■ **TRECHO DO TEXTO**
▼

Os ambientes análogos e a astrobiologia

DESTAQUES:
• Ambientes análogos são ambientes terrestres que se assemelham a ambientes extraterrestres. Podem ser estudados em termos geológicos, astrobiológicos ou usados como testes para missões espaciais planejadas ou futuras;
• Em termos astrobiológicos, cientistas estudam a habitabilidade de outros planetas, a formação e preservação de bioassinaturas, a adaptação da vida a ambientes extremos e a capacidade de sobrevivência dos organismos terrestres nestes;
• Estudar a ecologia destes ecossistemas também é fundamental para a astrobiologia;
• Utilizando apenas locais do planeta Terra, conseguimos explorar a possibilidade de vida em Marte, Vênus, Europa (satélite de Júpiter), Encélado e Titã (satélites de Saturno).

A Astrobiologia é a ciência dedicada a estudar as origens, a evolução, a distribuição e o futuro da vida no Universo. Por ser uma ciência bastante abrangente, um astrobiólogo pode ser uma pessoa graduada em Física, Química, Biologia, Geologia, entre outros. 

Isso faz com que as próprias possibilidades de pesquisa dentro da astrobiologia sejam amplas, sendo possível elaborar diversas questões, como por exemplo: Como a vida surgiu na Terra? Quais as evidências de vida em outros planetas? Como podemos testar os limites de sobrevivência dos organismos terrestres? Todas essas questões são amplamente estudadas pelos astrobiólogos, e muitas descobertas incríveis sobre a vida são feitas todos os anos graças ao desenvolvimento dessa ciência.

▲

■ **OS DADOS**
▼

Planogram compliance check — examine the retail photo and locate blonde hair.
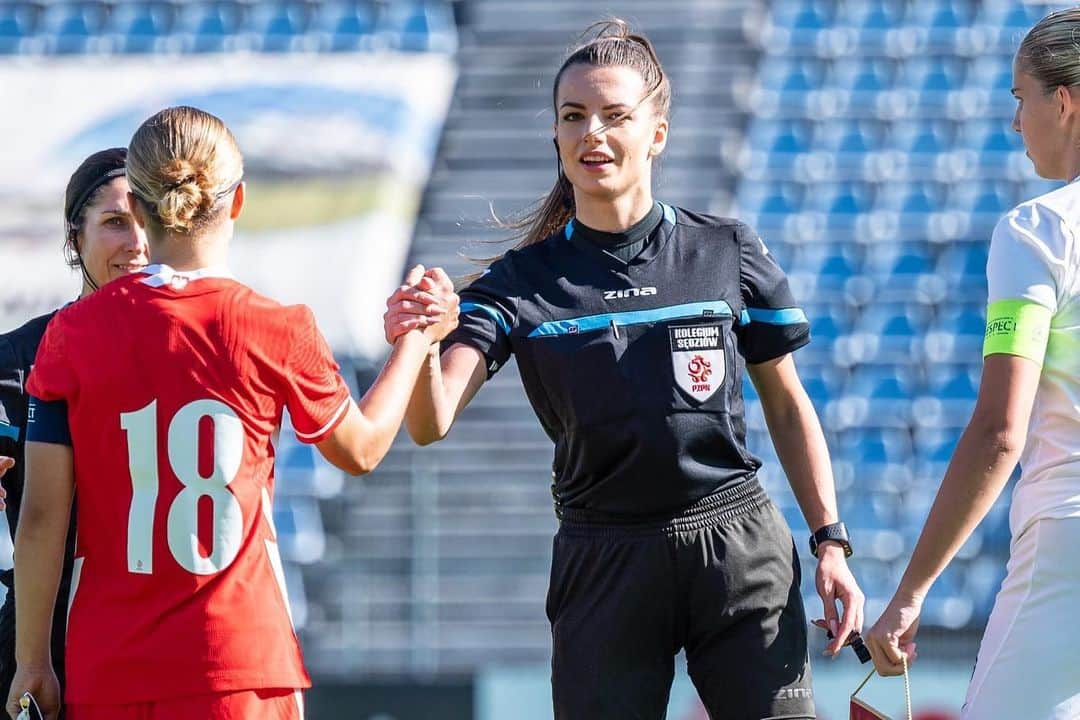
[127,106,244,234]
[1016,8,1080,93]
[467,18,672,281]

▲
▼

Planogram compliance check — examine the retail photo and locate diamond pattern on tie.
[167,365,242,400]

▲

■ **O QUE SE PEDE**
A. Transcreva do texto sobre astrobiologia tudo o que vai de "A Astrobiologia é" até "desenvolvimento dessa ciência.".
B. Retome o texto sobre ambientes análogos e astrobiologia a partir do ponto em que ele termina.

■ **RESULTADOS DO EXERCÍCIO**
A.
A Astrobiologia é a ciência dedicada a estudar as origens, a evolução, a distribuição e o futuro da vida no Universo. Por ser uma ciência bastante abrangente, um astrobiólogo pode ser uma pessoa graduada em Física, Química, Biologia, Geologia, entre outros. 

Isso faz com que as próprias possibilidades de pesquisa dentro da astrobiologia sejam amplas, sendo possível elaborar diversas questões, como por exemplo: Como a vida surgiu na Terra? Quais as evidências de vida em outros planetas? Como podemos testar os limites de sobrevivência dos organismos terrestres? Todas essas questões são amplamente estudadas pelos astrobiólogos, e muitas descobertas incríveis sobre a vida são feitas todos os anos graças ao desenvolvimento dessa ciência.

B.
Nesse sentido, uma das temáticas de estudo exploradas dentro da Astrobiologia é a dos ambientes análogos. Basicamente, um ambiente análogo é um ambiente terrestre que se assemelha a um ambiente extraterrestre. 

As características que um ambiente análogo deve apresentar podem variar de acordo com o objetivo do pesquisador, dificultando o estabelecimento de “regras” para sua determinação. Assim, podemos dizer que nenhum ambiente análogo é uma representação perfeita de outro planeta, exoplaneta, satélite, ou asteroide, mas por conta de sua composição física, química, geológica e até mesmo biológica, pode servir como um bom modelo de estudo, uma aproximação. 

cratera terra e crateras na lua
Figura 1. CRATERA TERRESTRE E CRATERAS DA LUA. a. Cratera de Barringer, uma cratera terrestre localizada nos Estados Unidos. (Créditos: Daniel Slim/Agence France-Presse – Getty Images). b. Superfície da Lua. Note a quantidade de crateras! (Créditos: Evgeniyqw – Shutterstock). Estudar as crateras terrestres pode ser o passo inicial de entender melhor as crateras lunares, pois ambas foram formadas por processos de impactos.

Antes de entendermos que tipos de pesquisas são conduzidas nesses ambientes, é válido ressaltar que a agência estadunidense de Administração Nacional da Aeronáutica e Espaço (a NASA) estabeleceu três “categorias” de ambientes análogos: 

terra
Obs. Os rovers são veículos de exploração espacial, projetado para andar em superfícies extraterrestres.

 

rover atacama e marte
Figura 2. ROVER NO ATACAMA E EM MARTE. a. Um rover da NASA sendo testado no Deserto do Atacama, no Chile. (Créditos: NASA/CampoAlto/V. Robles). b. O Rover Perseverance, da NASA, realizando seu trabalho no Planeta Marte. (Créditos: NASA/JPL-Caltech/MSSS). Note como os dois cenários são parecidos: o Deserto do Atacama é um análogo para o Planeta Marte!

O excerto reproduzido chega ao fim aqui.